EXCERPT: Begin

In addition, metagenomic studies have been applied for studying the differences in uterine microbial composition between healthy and diseased animals. Here, the most prevalent species in diseased animals differed between the different studies and mostly members of the Bacterioidetes were found, while there was a negative association found for Fusobacteria and Treuperella [43]. Metagenomics also allows us to find associations with certain virulence genes, while health is associated with the presence of bacteriocins and antimicrobial peptides [43], also indicating the probiotics containing these products may be helpful.

We also detected a subclinical case of PPUD in this study for which the microbial alterations were already present. However, other studies, using different methodologies, could not find any association of subclinical metritis with certain pathogens [44,45]. Studying in detail many more (sub) clinical case and starting sampling from partus onwards to determine shifts in trends may predict which cows will develop PPUD. However, these studies will require larger cohorts of animals from different environments.

While there is an overrepresentation of pathogenic bacteria in diseased animals, there remains a part of the core genome that is important for recovery. Comparing this pathogen-associated ′residual core′ with the ′healthy core′ may lead to new insights in the role of the endometrial microbiome in preserving uterine health and lead to the development of probiotics and prebiotics that may fortify the core microbiome at partus and, as such, prevent the pathogen to get established.

It is thus important to know the details of the microbiome to be able to determine the health status of the animals, as well as to develop scientific based pre- and probiotics. Knowing the microbiome will help in the identification of animals at risk and will aid in the treatment. For the practitioner and farmer, it is also of interest to know that the uterus has its own microbiome and disturbances by any action may lead to metritis. Any manipulation (at oestrus synchronisation, or insemination or assisted calving or other) induce changes to this microbiome and may cause endometritis. The endometrial microbiome thus plays a very important role in uterine health by helping to control infection. We noticed reduced diversity with increased abundance of bacteria from genera that have been correlated with postpartum endometritis. It will also allow the farm veterinarian, farmer, or farm staff, to identify at risk animals and will allow use of pre- and/or probiotics, and therefore reduce use of antibiotic treatments.

EXCERPT: End
SUPPLIED ENTRIES: Begin

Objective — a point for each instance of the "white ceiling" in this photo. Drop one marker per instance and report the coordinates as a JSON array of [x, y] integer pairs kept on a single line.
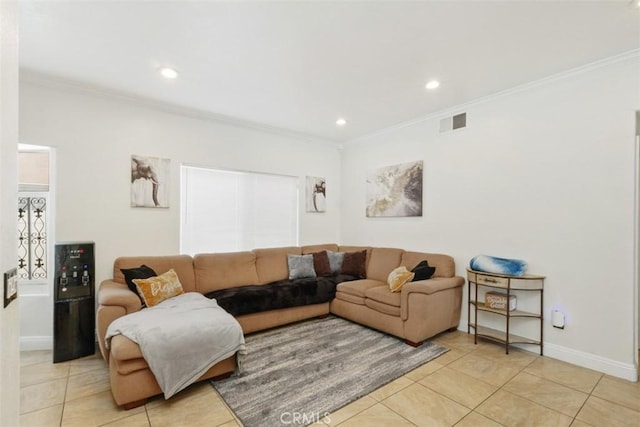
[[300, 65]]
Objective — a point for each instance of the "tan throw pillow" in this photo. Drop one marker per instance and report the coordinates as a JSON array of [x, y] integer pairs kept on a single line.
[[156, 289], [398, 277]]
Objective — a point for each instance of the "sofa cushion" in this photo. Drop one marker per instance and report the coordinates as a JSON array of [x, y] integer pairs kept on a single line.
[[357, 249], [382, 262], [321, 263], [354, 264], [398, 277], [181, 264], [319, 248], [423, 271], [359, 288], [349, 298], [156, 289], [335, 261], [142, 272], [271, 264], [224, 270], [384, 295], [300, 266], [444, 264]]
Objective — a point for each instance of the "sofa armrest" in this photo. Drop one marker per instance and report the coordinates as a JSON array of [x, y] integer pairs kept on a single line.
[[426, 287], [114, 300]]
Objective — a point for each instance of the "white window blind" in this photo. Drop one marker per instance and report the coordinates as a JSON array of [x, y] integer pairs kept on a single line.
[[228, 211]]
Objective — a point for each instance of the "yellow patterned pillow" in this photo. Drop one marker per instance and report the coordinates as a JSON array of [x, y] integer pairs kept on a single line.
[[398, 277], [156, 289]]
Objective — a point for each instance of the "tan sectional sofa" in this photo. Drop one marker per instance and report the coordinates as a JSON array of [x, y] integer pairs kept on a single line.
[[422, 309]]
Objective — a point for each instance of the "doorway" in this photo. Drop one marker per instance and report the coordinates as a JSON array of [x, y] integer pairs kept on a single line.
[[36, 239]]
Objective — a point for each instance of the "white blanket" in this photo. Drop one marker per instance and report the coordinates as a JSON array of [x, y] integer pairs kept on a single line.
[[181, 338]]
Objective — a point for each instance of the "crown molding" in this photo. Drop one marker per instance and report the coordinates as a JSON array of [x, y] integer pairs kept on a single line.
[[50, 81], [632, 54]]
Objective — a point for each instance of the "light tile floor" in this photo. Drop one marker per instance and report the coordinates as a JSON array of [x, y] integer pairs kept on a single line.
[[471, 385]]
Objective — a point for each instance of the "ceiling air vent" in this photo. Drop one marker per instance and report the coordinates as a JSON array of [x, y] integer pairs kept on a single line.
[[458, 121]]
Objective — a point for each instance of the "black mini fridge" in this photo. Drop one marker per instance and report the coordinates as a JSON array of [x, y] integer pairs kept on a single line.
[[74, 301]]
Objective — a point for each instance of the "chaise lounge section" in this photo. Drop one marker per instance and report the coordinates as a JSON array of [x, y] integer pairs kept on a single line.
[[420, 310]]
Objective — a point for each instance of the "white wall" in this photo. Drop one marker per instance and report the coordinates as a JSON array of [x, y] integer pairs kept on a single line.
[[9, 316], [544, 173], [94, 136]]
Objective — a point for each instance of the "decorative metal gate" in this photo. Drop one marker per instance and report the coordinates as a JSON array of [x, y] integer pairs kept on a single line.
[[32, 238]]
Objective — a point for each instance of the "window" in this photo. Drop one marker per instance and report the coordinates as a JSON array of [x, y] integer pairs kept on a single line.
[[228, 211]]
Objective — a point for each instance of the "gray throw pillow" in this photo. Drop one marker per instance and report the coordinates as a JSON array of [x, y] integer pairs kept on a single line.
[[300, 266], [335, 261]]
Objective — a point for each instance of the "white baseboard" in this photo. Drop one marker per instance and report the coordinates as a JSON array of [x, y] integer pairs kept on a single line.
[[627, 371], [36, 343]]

SUPPLIED ENTRIES: End

### [WORK INSTRUCTION]
In the excerpt on the uterine microbiome, what is health said to be associated with?

### [RESPONSE TO THIS TASK]
The presence of bacteriocins and antimicrobial peptides.